* **Brief**
Reproduce the listing that follows so that each line matches the original exactly.

--

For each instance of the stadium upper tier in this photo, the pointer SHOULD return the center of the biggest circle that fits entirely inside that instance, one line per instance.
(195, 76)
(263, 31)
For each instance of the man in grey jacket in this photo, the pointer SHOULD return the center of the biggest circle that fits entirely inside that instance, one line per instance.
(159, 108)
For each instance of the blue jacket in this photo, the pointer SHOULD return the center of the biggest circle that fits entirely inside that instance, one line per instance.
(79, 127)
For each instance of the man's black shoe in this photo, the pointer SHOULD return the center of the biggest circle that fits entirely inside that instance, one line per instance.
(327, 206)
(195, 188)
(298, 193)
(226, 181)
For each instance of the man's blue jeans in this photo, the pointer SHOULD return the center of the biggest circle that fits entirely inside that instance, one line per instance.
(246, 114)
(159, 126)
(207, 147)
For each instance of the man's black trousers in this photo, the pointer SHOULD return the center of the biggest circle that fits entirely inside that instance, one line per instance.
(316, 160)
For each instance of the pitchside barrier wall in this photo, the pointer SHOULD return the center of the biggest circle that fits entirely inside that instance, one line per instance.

--

* **Written solution**
For each instance of the stadium upper tier in this photo, the pointer SHOULD return the center of the biggest circle that fits entirely inside that instance, one line per instance.
(195, 76)
(263, 31)
For each instance of the man in grey jacket in this photo, the pointer SHOULD return the center of the biggest circle that fits entirely inside that instance, one line per instance.
(159, 108)
For each instance of the blue jacket in this photo, the pointer SHOULD return the center of the biggest circle that fits entirely inside that instance, one line per instance.
(79, 127)
For each instance of the man's black shoe in this photo, the pointer SHOULD return the center of the biggest circle that fits entirely inside that instance, one line per instance.
(327, 206)
(195, 188)
(298, 193)
(226, 181)
For each instance of the man's blue jeans in this photo, the pointer SHOULD return the center of the biggest circle that fits entirely inside that instance, one line per instance.
(246, 114)
(159, 126)
(207, 147)
For each instance of the man's black trousers in this photo, the pointer SHOULD return the center of the biggest circle that fits entirely inside that instance, one line per instance.
(316, 160)
For each instance of the pitchside barrier wall in this photo, the pointer SHOULD return the center of the biggest circle that fits entirely inside that instance, one line per instance.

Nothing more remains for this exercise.